On 10/10/2022 3:50 PM, John Harrison wrote:
> On 10/10/2022 11:48, Daniele Ceraolo Spurio wrote:
>> We're observing sporadic HuC delayed load timeouts in CI, due to mei_pxp
>> binding completing later than we expected. HuC is still loaded when the
>> bind occurs, but in the meantime i915 has started allowing submission to
>> the VCS engines even if HuC is not there.
>> In most of the cases I've observed, the timeout was due to the
>> init/resume of another driver between i915 and mei hitting errors and
>> thus adding an extra delay, but HuC was still loaded before userspace
>> could submit, because the whole resume process time was increased by the
>> delays.
>>
>> Given that there is no upper bound to the delay that can be introduced
>> by other drivers, I've reached the following compromise with the media
>> team:
>>
>> 1) i915 is going to bump the timeout to 5s, to reduce the probability
>> of reaching it. We still expect HuC to be loaded before userspace
>> starts submitting, so increasing the timeout should have no impact on
>> normal operations, but in case something weird happens we don't want to
>> stall video submissions for too long.
>>
>> 2) The media driver will cope with the failing submissions that manage
>> to go through between i915 init/resume complete and HuC loading, if any
>> ever happen. This could cause a small corruption of video playback
>> immediately after a resume (we should be safe on boot because the media
>> driver polls the HUC_STATUS ioctl before starting submissions).
>>
>> Since we're accepting the timeout as a valid outcome, I'm also reducing
>> the print verbosity from error to notice.
>>
>> v2: use separate prints for MEI GSC and MEI PXP init timeouts (John)
>>
>> References: https://gitlab.freedesktop.org/drm/intel/-/issues/7033
>> Fixes: 27536e03271d ("drm/i915/huc: track delayed HuC load with a 
>> fence")
>> Signed-off-by: Daniele Ceraolo Spurio <daniele.ceraolospurio@intel.com>
>> Cc: Tony Ye <tony.ye@intel.com>
>> Cc: John Harrison <john.c.harrison@intel.com>
>> ---
>>   drivers/gpu/drm/i915/gt/uc/intel_huc.c | 14 ++++++++++----
>>   1 file changed, 10 insertions(+), 4 deletions(-)

▬▬▬▬▬▬

▶ **BRIEF 1**:
Reproduce verbatim the part of the patch email that opens with the words containing "On 10/10/2022 3:50" and closes with "is not there.".

▶ **MATERIALS PROVIDED**:

▬▬▬▬▬▬

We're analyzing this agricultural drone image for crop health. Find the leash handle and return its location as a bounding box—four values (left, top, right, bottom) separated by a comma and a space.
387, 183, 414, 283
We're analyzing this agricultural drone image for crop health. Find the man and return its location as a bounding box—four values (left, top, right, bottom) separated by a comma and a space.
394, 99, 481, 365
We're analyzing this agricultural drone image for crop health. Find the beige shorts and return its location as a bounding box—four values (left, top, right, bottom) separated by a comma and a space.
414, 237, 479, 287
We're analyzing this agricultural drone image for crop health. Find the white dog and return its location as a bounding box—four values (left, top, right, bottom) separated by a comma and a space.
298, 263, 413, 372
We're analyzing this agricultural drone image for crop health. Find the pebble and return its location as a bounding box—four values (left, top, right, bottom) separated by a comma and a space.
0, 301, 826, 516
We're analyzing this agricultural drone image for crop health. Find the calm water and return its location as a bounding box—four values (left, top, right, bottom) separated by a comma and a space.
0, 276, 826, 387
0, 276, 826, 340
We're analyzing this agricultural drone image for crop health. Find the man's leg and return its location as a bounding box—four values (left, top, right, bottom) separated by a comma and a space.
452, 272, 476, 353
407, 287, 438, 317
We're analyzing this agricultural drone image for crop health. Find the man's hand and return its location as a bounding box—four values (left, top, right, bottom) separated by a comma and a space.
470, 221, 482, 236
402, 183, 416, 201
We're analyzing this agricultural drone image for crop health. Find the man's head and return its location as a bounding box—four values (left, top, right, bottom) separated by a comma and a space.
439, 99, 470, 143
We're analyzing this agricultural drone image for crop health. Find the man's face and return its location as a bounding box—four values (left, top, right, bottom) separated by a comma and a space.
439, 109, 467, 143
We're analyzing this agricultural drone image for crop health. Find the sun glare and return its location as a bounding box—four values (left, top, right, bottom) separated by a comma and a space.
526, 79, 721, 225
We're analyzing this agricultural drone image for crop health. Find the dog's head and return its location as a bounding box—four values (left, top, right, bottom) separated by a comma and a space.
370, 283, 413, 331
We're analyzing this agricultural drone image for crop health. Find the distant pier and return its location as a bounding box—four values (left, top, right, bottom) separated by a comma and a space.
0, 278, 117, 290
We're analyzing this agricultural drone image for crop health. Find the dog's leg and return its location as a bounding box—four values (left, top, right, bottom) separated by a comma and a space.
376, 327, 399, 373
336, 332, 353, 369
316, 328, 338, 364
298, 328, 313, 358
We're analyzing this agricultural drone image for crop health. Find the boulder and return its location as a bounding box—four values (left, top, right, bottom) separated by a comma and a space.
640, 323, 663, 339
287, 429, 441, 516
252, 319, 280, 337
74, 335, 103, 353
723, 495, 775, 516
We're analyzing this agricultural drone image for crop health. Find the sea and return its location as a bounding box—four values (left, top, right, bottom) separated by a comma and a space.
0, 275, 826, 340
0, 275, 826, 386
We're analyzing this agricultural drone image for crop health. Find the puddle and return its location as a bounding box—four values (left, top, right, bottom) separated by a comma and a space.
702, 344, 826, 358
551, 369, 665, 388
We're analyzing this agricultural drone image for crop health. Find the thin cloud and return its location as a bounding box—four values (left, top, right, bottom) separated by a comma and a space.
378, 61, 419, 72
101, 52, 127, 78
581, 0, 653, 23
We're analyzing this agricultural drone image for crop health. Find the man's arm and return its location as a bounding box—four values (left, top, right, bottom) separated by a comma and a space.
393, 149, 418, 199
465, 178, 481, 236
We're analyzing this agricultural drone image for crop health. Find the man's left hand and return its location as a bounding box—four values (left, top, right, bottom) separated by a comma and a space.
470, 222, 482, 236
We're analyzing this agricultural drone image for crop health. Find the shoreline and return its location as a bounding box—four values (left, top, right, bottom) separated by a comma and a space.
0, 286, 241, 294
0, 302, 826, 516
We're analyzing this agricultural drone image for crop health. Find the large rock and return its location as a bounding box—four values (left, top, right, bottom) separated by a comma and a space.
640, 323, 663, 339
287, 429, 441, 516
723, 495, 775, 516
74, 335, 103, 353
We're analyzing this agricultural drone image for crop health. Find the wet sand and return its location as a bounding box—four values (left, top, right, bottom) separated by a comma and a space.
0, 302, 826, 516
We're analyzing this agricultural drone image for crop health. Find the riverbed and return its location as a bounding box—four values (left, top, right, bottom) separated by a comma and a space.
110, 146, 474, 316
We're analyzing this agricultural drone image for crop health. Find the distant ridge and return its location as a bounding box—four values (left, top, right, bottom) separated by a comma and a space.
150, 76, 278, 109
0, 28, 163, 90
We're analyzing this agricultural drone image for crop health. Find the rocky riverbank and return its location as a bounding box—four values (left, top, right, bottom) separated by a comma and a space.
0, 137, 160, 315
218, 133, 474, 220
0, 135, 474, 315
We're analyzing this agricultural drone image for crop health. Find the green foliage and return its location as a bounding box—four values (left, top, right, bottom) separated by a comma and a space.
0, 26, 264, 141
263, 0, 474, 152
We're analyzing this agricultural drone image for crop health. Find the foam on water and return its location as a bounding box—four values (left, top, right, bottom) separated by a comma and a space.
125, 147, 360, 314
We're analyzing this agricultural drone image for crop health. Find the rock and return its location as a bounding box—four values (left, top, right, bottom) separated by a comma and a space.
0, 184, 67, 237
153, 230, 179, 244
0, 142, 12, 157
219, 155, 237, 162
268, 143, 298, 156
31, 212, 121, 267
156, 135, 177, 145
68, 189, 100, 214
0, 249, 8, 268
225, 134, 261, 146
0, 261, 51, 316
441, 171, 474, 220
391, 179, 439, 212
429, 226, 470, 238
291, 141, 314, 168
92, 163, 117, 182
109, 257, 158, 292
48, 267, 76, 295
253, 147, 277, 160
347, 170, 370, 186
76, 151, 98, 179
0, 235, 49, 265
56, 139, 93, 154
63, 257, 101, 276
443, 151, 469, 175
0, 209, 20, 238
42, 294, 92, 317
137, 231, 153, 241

▬▬▬▬▬▬

▶ **BRIEF 2**:
Rewrite the part of the records that opens with the line containing "the man's face" and closes with the line containing "439, 109, 467, 143" as a JSON list of strings, one string per line and no blank lines.

▶ **REPLY 1**:
On 10/10/2022 3:50 PM, John Harrison wrote:
> On 10/10/2022 11:48, Daniele Ceraolo Spurio wrote:
>> We're observing sporadic HuC delayed load timeouts in CI, due to mei_pxp
>> binding completing later than we expected. HuC is still loaded when the
>> bind occurs, but in the meantime i915 has started allowing submission to
>> the VCS engines even if HuC is not there.

▶ **REPLY 2**:
[
  "We're analyzing this agricultural drone image for crop health. Find the man's face and return its location as a bounding box—four values (left, top, right, bottom) separated by a comma and a space.",
  "439, 109, 467, 143"
]